Study material below:

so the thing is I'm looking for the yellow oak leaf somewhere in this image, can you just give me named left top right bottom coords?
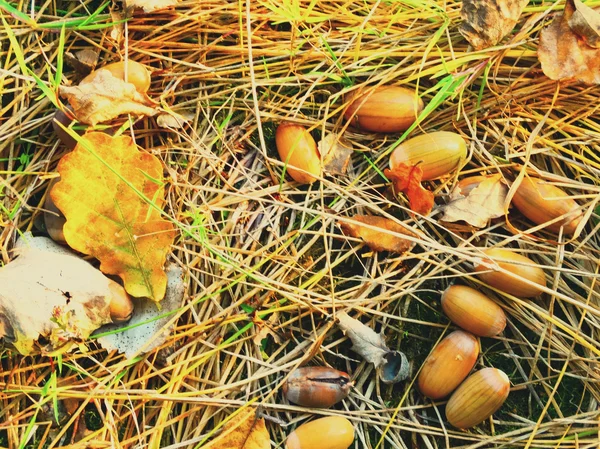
left=203, top=410, right=270, bottom=449
left=126, top=0, right=180, bottom=12
left=51, top=132, right=175, bottom=302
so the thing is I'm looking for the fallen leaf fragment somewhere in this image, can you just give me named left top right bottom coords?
left=0, top=234, right=120, bottom=355
left=538, top=0, right=600, bottom=84
left=318, top=133, right=353, bottom=175
left=568, top=0, right=600, bottom=48
left=51, top=132, right=176, bottom=301
left=384, top=164, right=434, bottom=216
left=156, top=111, right=192, bottom=129
left=96, top=264, right=184, bottom=358
left=126, top=0, right=180, bottom=12
left=59, top=69, right=158, bottom=125
left=337, top=312, right=409, bottom=383
left=339, top=215, right=418, bottom=253
left=203, top=409, right=270, bottom=449
left=252, top=312, right=282, bottom=346
left=440, top=174, right=508, bottom=228
left=459, top=0, right=529, bottom=50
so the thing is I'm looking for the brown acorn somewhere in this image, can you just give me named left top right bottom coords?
left=446, top=368, right=510, bottom=429
left=275, top=122, right=321, bottom=184
left=82, top=60, right=151, bottom=93
left=418, top=330, right=479, bottom=399
left=441, top=285, right=506, bottom=337
left=344, top=86, right=424, bottom=133
left=389, top=131, right=467, bottom=180
left=285, top=416, right=354, bottom=449
left=474, top=248, right=546, bottom=298
left=107, top=279, right=134, bottom=322
left=283, top=366, right=353, bottom=408
left=511, top=177, right=582, bottom=235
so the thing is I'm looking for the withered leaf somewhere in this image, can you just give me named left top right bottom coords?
left=51, top=132, right=176, bottom=301
left=339, top=215, right=418, bottom=254
left=126, top=0, right=179, bottom=12
left=440, top=174, right=508, bottom=228
left=203, top=410, right=270, bottom=449
left=318, top=133, right=353, bottom=175
left=568, top=0, right=600, bottom=48
left=337, top=312, right=389, bottom=369
left=0, top=234, right=117, bottom=355
left=384, top=164, right=435, bottom=216
left=59, top=69, right=158, bottom=125
left=96, top=265, right=185, bottom=358
left=459, top=0, right=529, bottom=50
left=538, top=0, right=600, bottom=84
left=337, top=312, right=410, bottom=383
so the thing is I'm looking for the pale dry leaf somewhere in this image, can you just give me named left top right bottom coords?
left=440, top=175, right=508, bottom=228
left=96, top=265, right=185, bottom=359
left=0, top=234, right=118, bottom=355
left=252, top=312, right=282, bottom=346
left=339, top=215, right=418, bottom=254
left=568, top=0, right=600, bottom=48
left=59, top=69, right=158, bottom=125
left=126, top=0, right=179, bottom=12
left=156, top=111, right=192, bottom=129
left=459, top=0, right=529, bottom=50
left=337, top=312, right=389, bottom=369
left=318, top=133, right=353, bottom=175
left=203, top=409, right=270, bottom=449
left=337, top=312, right=410, bottom=383
left=538, top=0, right=600, bottom=84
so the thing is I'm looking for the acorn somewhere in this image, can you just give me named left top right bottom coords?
left=441, top=285, right=506, bottom=337
left=474, top=248, right=546, bottom=298
left=107, top=279, right=134, bottom=322
left=275, top=122, right=321, bottom=184
left=344, top=86, right=424, bottom=133
left=389, top=131, right=467, bottom=180
left=418, top=330, right=479, bottom=400
left=511, top=177, right=582, bottom=235
left=283, top=366, right=353, bottom=408
left=446, top=368, right=510, bottom=429
left=82, top=60, right=151, bottom=93
left=52, top=110, right=81, bottom=150
left=285, top=416, right=354, bottom=449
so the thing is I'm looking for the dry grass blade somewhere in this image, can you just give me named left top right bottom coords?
left=1, top=1, right=599, bottom=448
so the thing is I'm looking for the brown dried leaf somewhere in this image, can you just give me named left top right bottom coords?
left=318, top=133, right=353, bottom=175
left=0, top=234, right=118, bottom=355
left=538, top=0, right=600, bottom=84
left=568, top=0, right=600, bottom=48
left=440, top=174, right=508, bottom=228
left=203, top=410, right=270, bottom=449
left=337, top=312, right=390, bottom=369
left=59, top=70, right=158, bottom=125
left=459, top=0, right=529, bottom=50
left=384, top=164, right=435, bottom=216
left=339, top=215, right=418, bottom=254
left=126, top=0, right=179, bottom=12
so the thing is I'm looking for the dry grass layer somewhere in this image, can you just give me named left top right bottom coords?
left=1, top=0, right=600, bottom=448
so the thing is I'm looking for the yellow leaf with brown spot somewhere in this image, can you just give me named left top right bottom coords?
left=203, top=410, right=270, bottom=449
left=51, top=132, right=175, bottom=302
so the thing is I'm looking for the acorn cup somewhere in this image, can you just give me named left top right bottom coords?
left=283, top=366, right=353, bottom=408
left=285, top=416, right=355, bottom=449
left=344, top=85, right=424, bottom=133
left=511, top=177, right=582, bottom=235
left=474, top=248, right=546, bottom=298
left=389, top=131, right=467, bottom=180
left=418, top=330, right=479, bottom=400
left=445, top=368, right=511, bottom=429
left=441, top=285, right=507, bottom=337
left=275, top=122, right=321, bottom=184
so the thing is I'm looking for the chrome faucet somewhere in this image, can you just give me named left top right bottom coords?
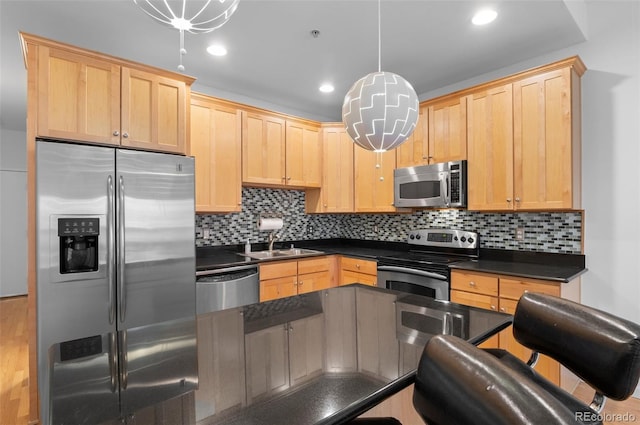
left=268, top=231, right=279, bottom=252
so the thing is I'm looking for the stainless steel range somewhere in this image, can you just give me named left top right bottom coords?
left=377, top=229, right=479, bottom=300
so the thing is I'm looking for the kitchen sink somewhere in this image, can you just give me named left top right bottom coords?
left=239, top=248, right=324, bottom=260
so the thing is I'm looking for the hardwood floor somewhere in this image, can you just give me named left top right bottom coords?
left=1, top=296, right=29, bottom=425
left=1, top=295, right=639, bottom=425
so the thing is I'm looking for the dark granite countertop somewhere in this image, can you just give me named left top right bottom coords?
left=196, top=284, right=512, bottom=424
left=450, top=248, right=587, bottom=282
left=196, top=240, right=587, bottom=282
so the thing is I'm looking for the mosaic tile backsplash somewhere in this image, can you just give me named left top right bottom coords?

End of Study material.

-- Work order --
The entries need to be restated exactly, and their pictures left out.

-- Completed task --
so the thing is I'm looking for the yellow oak leaf somewhere in this image, can you just give me named left top right bottom coords?
left=203, top=410, right=270, bottom=449
left=126, top=0, right=180, bottom=12
left=51, top=132, right=175, bottom=302
so the thing is I'm looking for the fallen leaf fragment somewhere in this image, can you just give me named left top right bottom coords?
left=0, top=234, right=120, bottom=355
left=538, top=0, right=600, bottom=84
left=318, top=133, right=353, bottom=175
left=568, top=0, right=600, bottom=48
left=51, top=132, right=176, bottom=301
left=384, top=164, right=434, bottom=216
left=156, top=111, right=192, bottom=129
left=96, top=264, right=184, bottom=358
left=126, top=0, right=180, bottom=12
left=59, top=69, right=158, bottom=125
left=337, top=312, right=409, bottom=383
left=339, top=215, right=418, bottom=253
left=203, top=409, right=270, bottom=449
left=252, top=312, right=282, bottom=346
left=440, top=174, right=508, bottom=228
left=459, top=0, right=529, bottom=50
so the thing is I'm looking for the brown acorn somewhere in this image, can you just give me named left top right bottom coords?
left=446, top=368, right=510, bottom=429
left=275, top=122, right=321, bottom=184
left=82, top=60, right=151, bottom=93
left=418, top=330, right=479, bottom=399
left=441, top=285, right=506, bottom=337
left=344, top=86, right=424, bottom=133
left=389, top=131, right=467, bottom=180
left=285, top=416, right=354, bottom=449
left=474, top=248, right=546, bottom=298
left=107, top=279, right=134, bottom=322
left=283, top=366, right=353, bottom=408
left=511, top=177, right=582, bottom=235
so the thing is I'm looking for the withered leaf somewhere in this image, can you just give me named left top right bottom coords?
left=51, top=132, right=176, bottom=301
left=339, top=215, right=418, bottom=254
left=126, top=0, right=179, bottom=12
left=440, top=174, right=508, bottom=228
left=203, top=410, right=270, bottom=449
left=318, top=133, right=353, bottom=175
left=568, top=0, right=600, bottom=48
left=337, top=312, right=389, bottom=369
left=0, top=234, right=117, bottom=355
left=384, top=164, right=435, bottom=216
left=59, top=69, right=158, bottom=125
left=96, top=265, right=185, bottom=358
left=459, top=0, right=529, bottom=50
left=538, top=0, right=600, bottom=84
left=337, top=312, right=410, bottom=383
so the thing is I'm looking for the pale dry leaf somewhere in this image, can you just give me named left top right bottom coords?
left=440, top=175, right=508, bottom=228
left=96, top=265, right=185, bottom=359
left=0, top=234, right=118, bottom=355
left=252, top=312, right=282, bottom=346
left=339, top=215, right=418, bottom=254
left=568, top=0, right=600, bottom=48
left=59, top=69, right=158, bottom=125
left=126, top=0, right=179, bottom=12
left=156, top=111, right=192, bottom=129
left=459, top=0, right=529, bottom=50
left=337, top=312, right=389, bottom=369
left=318, top=133, right=353, bottom=175
left=203, top=409, right=270, bottom=449
left=337, top=312, right=410, bottom=383
left=538, top=0, right=600, bottom=84
so the thing is I'm looking for the acorn somewhere in this image, can you just give me named left top right bottom coords?
left=441, top=285, right=506, bottom=337
left=474, top=248, right=546, bottom=298
left=107, top=279, right=134, bottom=322
left=275, top=122, right=321, bottom=184
left=344, top=86, right=424, bottom=133
left=389, top=131, right=467, bottom=180
left=418, top=330, right=479, bottom=400
left=511, top=177, right=582, bottom=235
left=283, top=366, right=353, bottom=408
left=446, top=368, right=510, bottom=429
left=82, top=60, right=151, bottom=93
left=52, top=110, right=81, bottom=150
left=285, top=416, right=354, bottom=449
so the thing is I'm looking for the dry grass blade somewhere in this image, can you just give me named left top right bottom coords?
left=1, top=1, right=599, bottom=448
so the thing is I'm looking for the brown dried leaf somewhere in this image, can you just give me named left top right bottom coords?
left=318, top=133, right=353, bottom=175
left=0, top=234, right=118, bottom=355
left=538, top=0, right=600, bottom=84
left=568, top=0, right=600, bottom=48
left=440, top=174, right=508, bottom=228
left=203, top=410, right=270, bottom=449
left=337, top=312, right=390, bottom=369
left=59, top=70, right=158, bottom=125
left=459, top=0, right=529, bottom=50
left=384, top=164, right=435, bottom=216
left=339, top=215, right=418, bottom=254
left=126, top=0, right=179, bottom=12
so the thing is I'm looking for the dry grass layer somewhere in this image, can you just give me named left top right bottom coords?
left=1, top=0, right=600, bottom=448
so the thing is I'm looking for the yellow leaf with brown spot somewhere in this image, can you just give me named left top right bottom coords?
left=203, top=410, right=270, bottom=449
left=51, top=132, right=175, bottom=302
so the thing is I'm looking for the acorn cup somewhere in this image, can you just give me named left top right bottom coords?
left=283, top=366, right=353, bottom=408
left=285, top=416, right=355, bottom=449
left=344, top=85, right=424, bottom=133
left=511, top=177, right=582, bottom=235
left=474, top=248, right=546, bottom=298
left=389, top=131, right=467, bottom=180
left=418, top=330, right=479, bottom=400
left=445, top=368, right=511, bottom=429
left=441, top=285, right=507, bottom=337
left=275, top=122, right=321, bottom=184
so the thing is I'm looking for the chrome faucet somewhere in this image, can you just give me named left top right bottom coords?
left=268, top=231, right=279, bottom=252
so the thing is I'm looking for the stainless steel range somewhere in this image, can you just give me named left top right bottom coords?
left=377, top=229, right=479, bottom=300
so the thing is I'm looking for the kitchen sink somewhere in this image, can you just give me named left top right bottom coords?
left=239, top=248, right=324, bottom=260
so the thing is I'm looking for the hardwood floor somewhere in this image, can you just give me named left top right bottom coords?
left=1, top=296, right=29, bottom=425
left=1, top=295, right=639, bottom=425
so the thing is I'm looking for the dark granite countertop somewhere in this image, can you just give me named left top right bottom coords?
left=196, top=284, right=512, bottom=424
left=450, top=248, right=587, bottom=282
left=196, top=240, right=587, bottom=282
so the thing is I'm looking for the mosaic tile backsplash somewhere in this image, can you just give me named left top right bottom coords?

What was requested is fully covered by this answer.